Entries from a pointing dataset
** START **

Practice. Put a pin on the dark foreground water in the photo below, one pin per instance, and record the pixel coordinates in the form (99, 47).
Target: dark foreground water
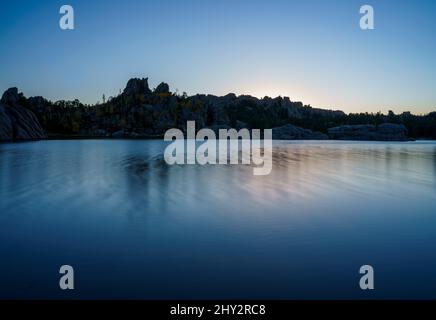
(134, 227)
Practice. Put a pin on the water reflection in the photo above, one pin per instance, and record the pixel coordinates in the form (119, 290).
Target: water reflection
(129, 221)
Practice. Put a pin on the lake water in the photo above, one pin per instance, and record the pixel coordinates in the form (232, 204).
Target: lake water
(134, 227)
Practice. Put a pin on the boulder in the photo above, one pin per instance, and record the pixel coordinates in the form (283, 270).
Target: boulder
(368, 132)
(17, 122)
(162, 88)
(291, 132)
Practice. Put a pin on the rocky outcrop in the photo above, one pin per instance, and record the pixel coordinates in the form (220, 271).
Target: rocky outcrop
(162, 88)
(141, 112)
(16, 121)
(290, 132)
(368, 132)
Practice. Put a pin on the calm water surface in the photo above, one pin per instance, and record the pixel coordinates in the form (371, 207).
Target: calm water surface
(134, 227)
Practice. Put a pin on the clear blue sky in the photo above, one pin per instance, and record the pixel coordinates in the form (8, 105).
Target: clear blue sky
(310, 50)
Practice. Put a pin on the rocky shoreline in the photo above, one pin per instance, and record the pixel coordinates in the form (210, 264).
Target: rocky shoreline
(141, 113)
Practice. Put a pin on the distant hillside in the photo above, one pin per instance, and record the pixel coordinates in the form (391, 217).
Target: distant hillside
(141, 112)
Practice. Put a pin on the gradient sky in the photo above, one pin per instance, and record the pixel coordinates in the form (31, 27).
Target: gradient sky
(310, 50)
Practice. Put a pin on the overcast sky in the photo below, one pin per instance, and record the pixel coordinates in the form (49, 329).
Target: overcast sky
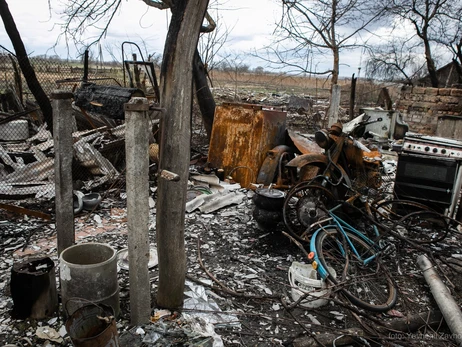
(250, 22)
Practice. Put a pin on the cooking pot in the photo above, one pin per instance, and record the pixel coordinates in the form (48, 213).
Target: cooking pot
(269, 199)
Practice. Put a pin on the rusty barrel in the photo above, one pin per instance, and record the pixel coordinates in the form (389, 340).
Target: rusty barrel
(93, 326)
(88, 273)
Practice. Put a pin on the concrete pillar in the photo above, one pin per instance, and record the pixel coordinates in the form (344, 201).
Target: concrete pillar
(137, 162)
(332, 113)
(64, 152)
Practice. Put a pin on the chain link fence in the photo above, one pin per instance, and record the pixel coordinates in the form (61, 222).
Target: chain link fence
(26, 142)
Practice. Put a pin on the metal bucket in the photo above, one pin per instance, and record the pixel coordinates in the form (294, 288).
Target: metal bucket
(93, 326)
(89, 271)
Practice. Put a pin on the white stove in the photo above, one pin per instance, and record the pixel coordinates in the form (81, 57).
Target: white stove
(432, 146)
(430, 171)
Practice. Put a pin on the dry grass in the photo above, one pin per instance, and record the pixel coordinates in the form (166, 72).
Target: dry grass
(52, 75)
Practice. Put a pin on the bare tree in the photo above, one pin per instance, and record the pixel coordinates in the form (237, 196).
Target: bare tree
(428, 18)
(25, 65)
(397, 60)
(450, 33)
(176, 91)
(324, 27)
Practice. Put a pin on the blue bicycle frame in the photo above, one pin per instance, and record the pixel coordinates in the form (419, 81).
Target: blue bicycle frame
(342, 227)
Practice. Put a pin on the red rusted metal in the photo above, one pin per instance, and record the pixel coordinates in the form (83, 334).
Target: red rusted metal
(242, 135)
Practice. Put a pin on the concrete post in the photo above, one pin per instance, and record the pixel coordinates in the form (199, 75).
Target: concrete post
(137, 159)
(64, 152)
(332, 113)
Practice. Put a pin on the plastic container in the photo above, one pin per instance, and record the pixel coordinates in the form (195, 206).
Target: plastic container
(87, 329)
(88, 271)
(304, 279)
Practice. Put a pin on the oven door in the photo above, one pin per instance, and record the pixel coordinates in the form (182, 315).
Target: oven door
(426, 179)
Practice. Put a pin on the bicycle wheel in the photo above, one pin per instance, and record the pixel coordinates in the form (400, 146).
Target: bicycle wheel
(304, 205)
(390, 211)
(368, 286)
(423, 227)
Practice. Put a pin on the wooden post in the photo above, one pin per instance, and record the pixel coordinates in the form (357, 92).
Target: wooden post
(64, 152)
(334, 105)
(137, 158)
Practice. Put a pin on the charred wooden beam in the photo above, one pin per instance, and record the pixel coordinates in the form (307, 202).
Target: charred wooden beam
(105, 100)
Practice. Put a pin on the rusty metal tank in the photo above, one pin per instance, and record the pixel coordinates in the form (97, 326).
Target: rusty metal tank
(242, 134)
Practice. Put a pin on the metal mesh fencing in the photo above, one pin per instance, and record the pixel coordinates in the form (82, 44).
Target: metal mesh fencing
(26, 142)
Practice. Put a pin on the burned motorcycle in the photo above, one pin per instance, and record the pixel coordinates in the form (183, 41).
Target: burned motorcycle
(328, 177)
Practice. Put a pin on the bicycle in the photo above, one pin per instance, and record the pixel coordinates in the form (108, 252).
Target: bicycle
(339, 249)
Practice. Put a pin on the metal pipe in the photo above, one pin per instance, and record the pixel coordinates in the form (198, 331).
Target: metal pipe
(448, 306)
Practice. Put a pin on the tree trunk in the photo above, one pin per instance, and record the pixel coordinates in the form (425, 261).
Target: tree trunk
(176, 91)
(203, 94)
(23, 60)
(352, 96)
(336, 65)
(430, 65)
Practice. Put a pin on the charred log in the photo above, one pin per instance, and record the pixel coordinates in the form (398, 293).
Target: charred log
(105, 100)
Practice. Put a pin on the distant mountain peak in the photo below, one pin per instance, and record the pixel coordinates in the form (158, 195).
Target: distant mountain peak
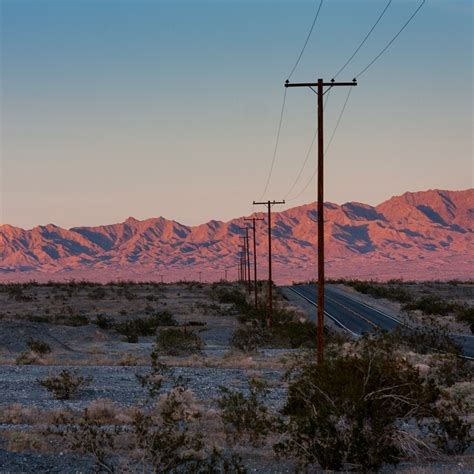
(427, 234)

** END **

THE REQUEST
Copy out the data word for word, from the line containing "Practice. Put a pin on the distant mountain" through the end of the data, including both ends. Leave the pictures out of your answer.

EXERCISE SOLUTION
Practice. Put a pin on the distant mountain peak in the photo below, one pin per instance, and record the pixel coordinates in the form (158, 195).
Target: distant mountain peak
(427, 234)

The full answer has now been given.